Texto:
+---+

Em 1952, a escola estadual precisou deixar o Parque da Água Branca, cedendo espaço para feiras agropecuárias. Foi transferida para o bairro da Lapa, em um edifício especialmente construído para abrigá-la. Por mais estranho que pareça, foi possível estabelecer uma escola ao ar livre dentro de um prédio, resultado do esforço criativo do arquiteto fluminense Roberto Tibau (1924-2003).

“O imóvel contava com seis salas de aula térreas, cada uma integrada a um pátio privativo a céu aberto”, descreve Dalben. Mesmo os ambientes fechados dispunham de imensas janelas de vidro, permitindo a circulação de ar e a entrada abundante de luz solar.

A iniciativa perdurou como modelo por muito tempo, mas seus espaços abertos foram paulatinamente descaracterizados, dando lugar a salas de aula convencionais. “A partir da década de 1950, em razão do desenvolvimento de novas vacinas e medicamentos para doenças infecciosas, grande parte dos pressupostos médicos da escola ao ar livre acabou se perdendo”, ressalta Dalben.

+---+

Trechos de dados:
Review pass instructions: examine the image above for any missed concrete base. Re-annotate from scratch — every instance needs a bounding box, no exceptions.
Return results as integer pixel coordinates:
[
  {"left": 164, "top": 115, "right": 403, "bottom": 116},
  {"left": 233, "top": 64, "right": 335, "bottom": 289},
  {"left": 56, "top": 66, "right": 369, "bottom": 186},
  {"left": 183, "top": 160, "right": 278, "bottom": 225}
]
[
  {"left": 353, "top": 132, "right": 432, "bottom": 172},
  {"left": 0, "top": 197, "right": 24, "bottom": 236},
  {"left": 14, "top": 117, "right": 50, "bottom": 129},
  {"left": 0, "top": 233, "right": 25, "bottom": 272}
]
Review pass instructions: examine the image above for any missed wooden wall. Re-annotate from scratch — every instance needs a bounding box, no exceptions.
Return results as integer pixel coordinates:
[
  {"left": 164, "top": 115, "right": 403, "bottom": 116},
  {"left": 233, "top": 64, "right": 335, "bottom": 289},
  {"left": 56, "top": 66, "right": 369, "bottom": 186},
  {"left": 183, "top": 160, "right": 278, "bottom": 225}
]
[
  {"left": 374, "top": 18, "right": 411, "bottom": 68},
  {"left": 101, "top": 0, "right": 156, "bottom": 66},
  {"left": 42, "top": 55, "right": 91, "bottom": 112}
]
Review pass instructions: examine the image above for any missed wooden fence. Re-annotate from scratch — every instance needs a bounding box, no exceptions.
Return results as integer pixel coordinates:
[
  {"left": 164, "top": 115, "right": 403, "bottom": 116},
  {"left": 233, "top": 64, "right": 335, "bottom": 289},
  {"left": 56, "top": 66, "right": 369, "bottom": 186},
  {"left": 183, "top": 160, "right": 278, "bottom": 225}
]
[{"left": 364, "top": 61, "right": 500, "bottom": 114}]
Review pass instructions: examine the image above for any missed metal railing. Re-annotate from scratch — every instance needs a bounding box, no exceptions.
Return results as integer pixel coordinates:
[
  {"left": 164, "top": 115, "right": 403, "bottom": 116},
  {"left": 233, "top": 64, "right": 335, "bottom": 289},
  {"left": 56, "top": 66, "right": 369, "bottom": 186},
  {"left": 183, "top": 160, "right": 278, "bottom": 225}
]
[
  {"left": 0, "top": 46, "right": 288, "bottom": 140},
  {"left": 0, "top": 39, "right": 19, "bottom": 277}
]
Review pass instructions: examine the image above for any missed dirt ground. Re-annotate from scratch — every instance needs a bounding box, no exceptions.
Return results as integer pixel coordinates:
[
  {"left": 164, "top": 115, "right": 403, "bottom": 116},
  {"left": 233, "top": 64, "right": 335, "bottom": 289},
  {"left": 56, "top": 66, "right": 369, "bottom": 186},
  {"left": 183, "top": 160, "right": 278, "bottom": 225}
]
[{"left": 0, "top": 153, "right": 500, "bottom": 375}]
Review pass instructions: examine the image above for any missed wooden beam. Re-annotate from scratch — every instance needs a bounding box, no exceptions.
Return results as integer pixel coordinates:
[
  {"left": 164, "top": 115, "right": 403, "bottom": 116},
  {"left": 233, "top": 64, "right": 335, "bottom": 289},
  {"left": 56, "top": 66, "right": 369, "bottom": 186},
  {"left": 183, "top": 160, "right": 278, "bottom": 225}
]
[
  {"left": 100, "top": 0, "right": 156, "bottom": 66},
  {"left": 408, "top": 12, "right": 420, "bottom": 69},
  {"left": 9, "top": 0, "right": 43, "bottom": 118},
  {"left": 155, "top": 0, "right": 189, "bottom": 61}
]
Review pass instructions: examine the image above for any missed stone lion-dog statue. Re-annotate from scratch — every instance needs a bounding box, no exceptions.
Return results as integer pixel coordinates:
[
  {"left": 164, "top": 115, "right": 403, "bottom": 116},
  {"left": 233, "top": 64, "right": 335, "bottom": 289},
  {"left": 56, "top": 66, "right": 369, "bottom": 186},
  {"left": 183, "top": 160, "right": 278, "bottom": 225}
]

+---+

Tarefa:
Repita do texto sobre a escola ao ar livre tudo o que vai de "Em 1952, a escola" até "Roberto Tibau (1924-2003).", sem alterar nada.

Resposta:
Em 1952, a escola estadual precisou deixar o Parque da Água Branca, cedendo espaço para feiras agropecuárias. Foi transferida para o bairro da Lapa, em um edifício especialmente construído para abrigá-la. Por mais estranho que pareça, foi possível estabelecer uma escola ao ar livre dentro de um prédio, resultado do esforço criativo do arquiteto fluminense Roberto Tibau (1924-2003).